→ TAREA ASIGNADA 1:
Responde estas preguntas según el extracto sobre la narrativa de la Guerra del Chaco:
(a) ¿En qué país compuso Oscar Cerruto su texto Aluvión de fuego?
(b) ¿Sobre qué base fue escrita la obra Prisionero de Guerra, de Augusto Guzmán?
(c) ¿Cuántos indios bolivianos, según el extracto, fueron conducidos hacia los fortines paraguayos?
→ TAREA ASIGNADA 2:
Traduce al inglés esta oración del extracto sobre la narrativa de la Guerra del Chaco: "Las notas del sargento Cruz Vargas están escritas en papeles sueltos, al lápiz, y son difíciles de captar por la caligrafía irregular y el concepto."
→ TAREA ASIGNADA 3:
Escribe cómo sigue el extracto sobre la narrativa de la Guerra del Chaco a partir de su última oración.

→ EXTRACTO DE PÁGINA:

De: Iván Castro Aruzamen / Para Inmediaciones

Augusto Céspedes en Sangre de mestizos nos ofrece facetas variadas de las realidades de la Guerra, gracias a la síntesis que permite la técnica del cuento. Céspedes posee un contundente estilo periodístico, pero, al mismo tiempo es heredero de la literatura regionalista, como la narrativa de José Eustasio Rivera en La vorágine. Así los denota le inicio de Seis muertos en campaña: “Las notas del sargento Cruz Vargas están escritas en papeles sueltos, al lápiz, y son difíciles de captar por la caligrafía irregular y el concepto. Coordinándolas en su forma novelable, son las siguientes”.

Novelas representativas de la narrativa del Chaco, como El martirio de un civilizado, de Eduardo Anze Matienzo, ofrece datos importantes para el conocimiento de las experiencias de la Guerra –fuera del contexto bélico como Buenos Aires– y/o la retaguardia boliviana; Aluvión de fuego, de Oscar Cerruto, quien no fue testigo íntimo de la contienda, compuso su texto en Chile en base a fuentes indirectas; Prisionero de Guerra, de Augusto Guzmán, compendio de experiencias personales, obra escrita sobre la base de recuerdos del autor; Repete, de Jesús Lara, libro en el que el autor ha tratado de hacer historia a partir de la fidelidad a los hechos, pero, que más allá de ser un relato verídico tienen más de pieza literaria; marcando la diferencia, Sangre de mestizos, nos ofrece con su estilo briosísimo, los retratos fotográficos de aquello que sucedió en las entrañas mismas de la Guerra, pero, sobre todo, nos muestra lo absurdo de una contienda que llevó a diezmarse mutuamente entre bolivianos y paraguayos.

En cuentos como El pozo o Seis muertos en campaña, Augusto Céspedes, nos delinea lo siniestro que llegó a ser una campaña insulza alentada por el imperialismo económico y militar foráneo y sus intereses, así como las secuelas que supuso para los contendores de ambos bandos. En Sangre de mestizos, está lo inenarrable de 50.000 indios bolivianos que, cazados como ganado, fueron conducidos sin piedad hacia los fortines paraguayos: “Nos detuvimos y esperamos. Llegó el indio. Entonces el pila descendió del caballo, ató una correa a las manos del indio y sujetándola volvió a cabalgar”.

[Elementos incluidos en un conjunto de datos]
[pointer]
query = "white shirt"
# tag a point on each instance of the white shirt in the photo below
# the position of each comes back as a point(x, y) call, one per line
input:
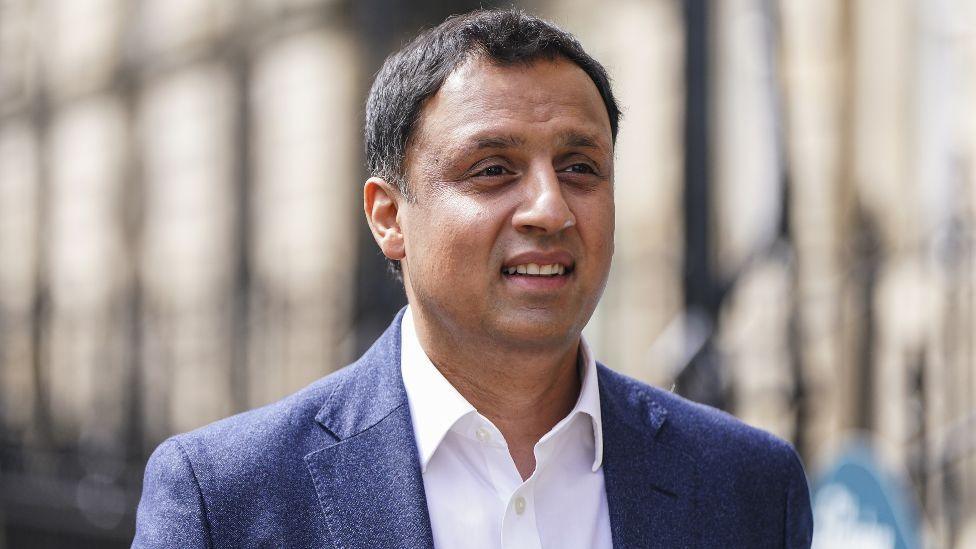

→ RESULTADO DE LA TAREA 1:
(a) En Chile.
(b) Sobre la base de recuerdos del autor.
(c) 50.000.

→ RESULTADO DE LA TAREA 2:
Sergeant Cruz Vargas's notes are written in pencil on loose sheets of paper, and they are hard to grasp because of the irregular handwriting and the concept.

→ RESULTADO DE LA TAREA 3:
Augusto Céspedes, cuando nos cuenta la tragedia de la Guerra, desde el centro mismo de la experiencia de los soldados, inevitablemente, aflora la muerte, la desesperanza, la incertidumbre: “¿Acabará esto algún día?… Ya no se cava para encontrar agua, sino por cumplir un designio fatal, un propósito inescrutable. Los días de mis soldados se sumen en la vorágine de la concavidad luctuosa que los lleva ciegos, por delante de su esotérico crecimiento sordo, atornillándoles a la tierra”. El pozo –y por extensión Sangre de mestizos como corpus– es una denuncia a los criminales que condujeron tan abominable aventura, en la que perecieron miles de bolivianos entre las hostilidades de la naturaleza y los estruendos de las metrallas: “A las 6 de la mañana se rasgó el monte, mordido por las ametralladoras. Nos dimos cuenta de que las trincheras avanzadas habían sido tomadas, solamente cuando percibimos a 200 metros de nosotros el tiroteo de los pilas. Dos granadas se stoke cayeron detrás de nuestras carpas”. Para Céspedes, la Guerra, no es más que un pozo sin agua, profundo, que se alimenta de vidas humanas; por eso para los bolivianos que fueron al Chaco, a pesar de la firma de paz, ésta no dejó de ser “ese pozo seco (…) el más hondo de todo el Chaco”.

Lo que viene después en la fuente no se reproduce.